TEXT PASSAGE -
Pang responded that third-party funding should be available but that there must be parameters for how that funding is provided. A key aspect is disclosure and transparency. Furthermore, tribunals should be on guard against the risk that third-party funding may enable some claimants to pursue frivolous claims.
Bjorklund countered that many claimants would not be able to put forward their claims without funding. As well, arbitrators, like judges, have broad powers and adequate authority to control the arbitration and prevent abuse. Pang replied that while in some jurisdictions there are a well-trodden paths in relation to third party funding, the lack of consistency across jurisdictions can lead to disparities, unfairness, and abuse of the system.
Moysa then asked whether a lack of uniformity is a sign of maturity, simply a reflection of jurisdictions treating third-party funding differently. Pang commented that the system should not encourage forum shopping, and Bjorklund replied that forum shopping can be an asset. In practice, it just reflects competition among arbitration tribunals, arbitral institutions, and national jurisdictions to provide a range of attractive options, from which parties can choose. This is an advantage for parties and for the arbitration system.
Moving on, Moysa asked whether funding arrangements should be disclosed for in order to identify arbitrator conflicts, to determine adverse costs issues (or both or neither).
Pang answered, for the sake of argument, that there is a need for disclosure of funding arrangements for both identifying arbitrator conflicts and determining adverse cost issues. Bjorklund agreed that disclosure of third-party funding to identify arbitrator conflicts is a good idea. It is essential to avoid derailing arbitrations, and the appearance of propriety is important. Conflicts should be avoided and so funding relationships should be disclosed up-front.
The discussion then moved to whether third-party funding should be disclosed to determine adverse cost issues. Bjorklund asked whether the idea is that if an impecunious party that’s funded, the funder can be made liable for posting security for costs? This conflicts with arbitral practice in other areas, as we don’t require parties to disclose their financial means in all cases.

EXTRACTED INFORMATION -

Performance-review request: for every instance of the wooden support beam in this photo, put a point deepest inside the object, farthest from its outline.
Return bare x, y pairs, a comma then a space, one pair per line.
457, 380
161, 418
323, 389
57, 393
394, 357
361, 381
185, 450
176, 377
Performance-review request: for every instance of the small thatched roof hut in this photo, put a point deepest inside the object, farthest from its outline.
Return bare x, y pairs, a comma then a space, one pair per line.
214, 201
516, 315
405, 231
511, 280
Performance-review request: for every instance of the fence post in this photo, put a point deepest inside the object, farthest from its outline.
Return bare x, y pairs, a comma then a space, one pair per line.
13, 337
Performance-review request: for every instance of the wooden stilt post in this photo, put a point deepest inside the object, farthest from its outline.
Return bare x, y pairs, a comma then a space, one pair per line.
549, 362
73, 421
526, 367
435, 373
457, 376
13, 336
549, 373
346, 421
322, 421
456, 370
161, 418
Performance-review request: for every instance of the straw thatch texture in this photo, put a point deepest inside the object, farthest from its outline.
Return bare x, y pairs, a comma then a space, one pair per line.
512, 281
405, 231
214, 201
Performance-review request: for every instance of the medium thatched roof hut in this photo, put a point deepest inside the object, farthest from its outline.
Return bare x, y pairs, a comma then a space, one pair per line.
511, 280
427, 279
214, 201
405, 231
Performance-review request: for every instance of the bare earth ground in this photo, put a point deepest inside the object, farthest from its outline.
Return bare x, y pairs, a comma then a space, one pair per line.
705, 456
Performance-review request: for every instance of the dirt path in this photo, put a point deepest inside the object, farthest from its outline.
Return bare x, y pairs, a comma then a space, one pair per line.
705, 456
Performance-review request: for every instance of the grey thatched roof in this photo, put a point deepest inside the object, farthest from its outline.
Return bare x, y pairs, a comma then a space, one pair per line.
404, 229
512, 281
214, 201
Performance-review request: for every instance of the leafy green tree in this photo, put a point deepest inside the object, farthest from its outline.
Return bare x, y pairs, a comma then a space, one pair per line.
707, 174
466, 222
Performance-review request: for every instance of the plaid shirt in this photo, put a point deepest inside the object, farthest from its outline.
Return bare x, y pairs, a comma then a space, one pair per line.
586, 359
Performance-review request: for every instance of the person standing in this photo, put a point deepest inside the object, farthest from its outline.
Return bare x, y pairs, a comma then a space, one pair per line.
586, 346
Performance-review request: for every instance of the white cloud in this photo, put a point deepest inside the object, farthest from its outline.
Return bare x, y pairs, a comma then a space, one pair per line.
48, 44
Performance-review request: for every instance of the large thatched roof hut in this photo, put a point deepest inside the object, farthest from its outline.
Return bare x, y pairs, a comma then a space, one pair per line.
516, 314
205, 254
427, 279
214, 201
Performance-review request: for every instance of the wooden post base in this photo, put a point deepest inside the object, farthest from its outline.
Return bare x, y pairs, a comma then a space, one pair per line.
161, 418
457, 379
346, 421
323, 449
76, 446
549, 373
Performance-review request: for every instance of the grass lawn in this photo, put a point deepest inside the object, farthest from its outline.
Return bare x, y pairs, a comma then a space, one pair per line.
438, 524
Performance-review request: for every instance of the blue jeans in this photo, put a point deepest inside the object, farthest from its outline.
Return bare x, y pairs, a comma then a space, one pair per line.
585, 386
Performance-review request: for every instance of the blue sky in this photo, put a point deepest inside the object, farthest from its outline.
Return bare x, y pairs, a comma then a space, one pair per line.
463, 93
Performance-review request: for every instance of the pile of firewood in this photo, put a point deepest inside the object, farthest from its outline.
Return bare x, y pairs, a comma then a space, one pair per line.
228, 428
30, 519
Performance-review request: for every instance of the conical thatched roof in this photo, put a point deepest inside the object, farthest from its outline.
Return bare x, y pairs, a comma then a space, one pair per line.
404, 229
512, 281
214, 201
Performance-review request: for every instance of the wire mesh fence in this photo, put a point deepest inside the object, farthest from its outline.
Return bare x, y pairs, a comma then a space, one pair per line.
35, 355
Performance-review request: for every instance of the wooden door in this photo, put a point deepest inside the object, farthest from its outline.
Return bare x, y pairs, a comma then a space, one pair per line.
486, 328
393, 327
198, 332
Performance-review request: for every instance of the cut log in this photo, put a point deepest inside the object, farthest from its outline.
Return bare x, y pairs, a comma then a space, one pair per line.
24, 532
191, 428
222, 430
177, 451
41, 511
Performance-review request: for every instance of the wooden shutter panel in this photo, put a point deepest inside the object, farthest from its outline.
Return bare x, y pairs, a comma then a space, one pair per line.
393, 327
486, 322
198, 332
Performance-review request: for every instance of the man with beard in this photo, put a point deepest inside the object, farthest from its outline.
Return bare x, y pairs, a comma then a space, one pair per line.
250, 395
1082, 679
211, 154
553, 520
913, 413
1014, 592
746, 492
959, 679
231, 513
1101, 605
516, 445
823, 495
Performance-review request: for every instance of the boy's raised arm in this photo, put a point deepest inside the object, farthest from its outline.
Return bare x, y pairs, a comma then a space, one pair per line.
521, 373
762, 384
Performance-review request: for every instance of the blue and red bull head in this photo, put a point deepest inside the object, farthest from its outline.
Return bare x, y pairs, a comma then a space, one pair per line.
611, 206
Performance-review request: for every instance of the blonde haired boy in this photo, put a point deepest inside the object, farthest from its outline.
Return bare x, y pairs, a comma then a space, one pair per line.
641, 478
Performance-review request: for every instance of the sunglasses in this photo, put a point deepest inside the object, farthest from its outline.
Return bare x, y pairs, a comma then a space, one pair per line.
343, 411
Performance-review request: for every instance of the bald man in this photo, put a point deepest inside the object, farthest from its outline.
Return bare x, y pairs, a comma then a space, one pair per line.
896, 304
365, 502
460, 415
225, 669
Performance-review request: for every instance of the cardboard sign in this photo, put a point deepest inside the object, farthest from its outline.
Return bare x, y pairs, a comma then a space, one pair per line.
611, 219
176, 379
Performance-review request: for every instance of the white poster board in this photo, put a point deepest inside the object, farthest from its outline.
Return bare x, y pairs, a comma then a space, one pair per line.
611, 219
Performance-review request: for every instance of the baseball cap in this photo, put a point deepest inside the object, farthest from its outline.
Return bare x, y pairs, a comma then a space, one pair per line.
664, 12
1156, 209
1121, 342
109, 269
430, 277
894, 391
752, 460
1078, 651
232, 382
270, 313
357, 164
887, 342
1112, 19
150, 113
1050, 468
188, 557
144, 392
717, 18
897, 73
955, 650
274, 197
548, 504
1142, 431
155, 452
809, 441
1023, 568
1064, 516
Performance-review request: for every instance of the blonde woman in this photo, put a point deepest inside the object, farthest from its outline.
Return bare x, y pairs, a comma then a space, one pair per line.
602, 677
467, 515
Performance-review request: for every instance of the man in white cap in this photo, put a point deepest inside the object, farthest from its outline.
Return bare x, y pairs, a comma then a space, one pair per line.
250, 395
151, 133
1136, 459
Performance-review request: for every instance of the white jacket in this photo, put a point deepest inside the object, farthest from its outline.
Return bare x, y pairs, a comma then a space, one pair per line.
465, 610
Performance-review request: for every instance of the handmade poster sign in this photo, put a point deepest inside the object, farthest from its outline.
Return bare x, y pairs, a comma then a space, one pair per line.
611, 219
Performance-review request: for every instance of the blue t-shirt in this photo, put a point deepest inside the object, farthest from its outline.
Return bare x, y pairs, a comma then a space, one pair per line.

EXPLORE THE MATERIAL -
**a.** Reproduce, word for word, the stretch of the third-party funding discussion from "Pang responded that" through "of the system.".
**b.** Answer these questions using the third-party funding discussion:
(i) According to Pang, what is a key aspect of how third-party funding is provided?
(ii) What did Bjorklund say forum shopping reflects in practice?
(iii) What did Bjorklund agree is a good idea?
**c.** Continue the account of the third-party funding discussion, starting after its last sentence.

ACTIVITY ANSWERS -
**a.**
Pang responded that third-party funding should be available but that there must be parameters for how that funding is provided. A key aspect is disclosure and transparency. Furthermore, tribunals should be on guard against the risk that third-party funding may enable some claimants to pursue frivolous claims.
Bjorklund countered that many claimants would not be able to put forward their claims without funding. As well, arbitrators, like judges, have broad powers and adequate authority to control the arbitration and prevent abuse. Pang replied that while in some jurisdictions there are a well-trodden paths in relation to third party funding, the lack of consistency across jurisdictions can lead to disparities, unfairness, and abuse of the system.

**b.**
(i) Disclosure and transparency.
(ii) Competition among arbitration tribunals, arbitral institutions, and national jurisdictions to provide a range of attractive options from which parties can choose.
(iii) Disclosing third-party funding to identify arbitrator conflicts.

**c.**
Pang countered that if a tribunal is dealing with an impecunious claimant, ensuring its ability to pay an adverse costs order would be helpful to the overall process. Bjorklund responded by asking why it would be different for a claimant to be funded by a third party and to borrow the money from a bank. Pang agreed with Bjorklund on this point.
Pang asked: If a claimant is being, is it really calling the shots in the arbitration? By having the terms of the funding arrangement made available, we can see who is determining arbitration strategy and making settlement decisions. Bjorklund questioned to what extent the other side should be able to look into the funding terms. She asked rhetorically why we care who controls a party’s arbitration strategy—it should not make a difference to how the tribunal treats the parties.
In the end, both debaters agreed that funding arrangements should be disclosed for the purpose of identifying arbitrator conflicts, but disagreed about disclosure for determining adverse cost awards.
Moysa concluded by thanking the debaters.
Closing Remarks
Myriam Seers, Vice-Chair of ICC Canada, closed this “informative, thought-provoking, entertaining, and inspirational” conference by thanking the conference co-chairs, Rachel Howie, Partner at Dentons Canada LLP, and Alison FitzGerald, Of Counsel at Norton Rose Fulbright Canada LLP, and “strategic advisor” Stephen Drymer, Partner at Woods LLP.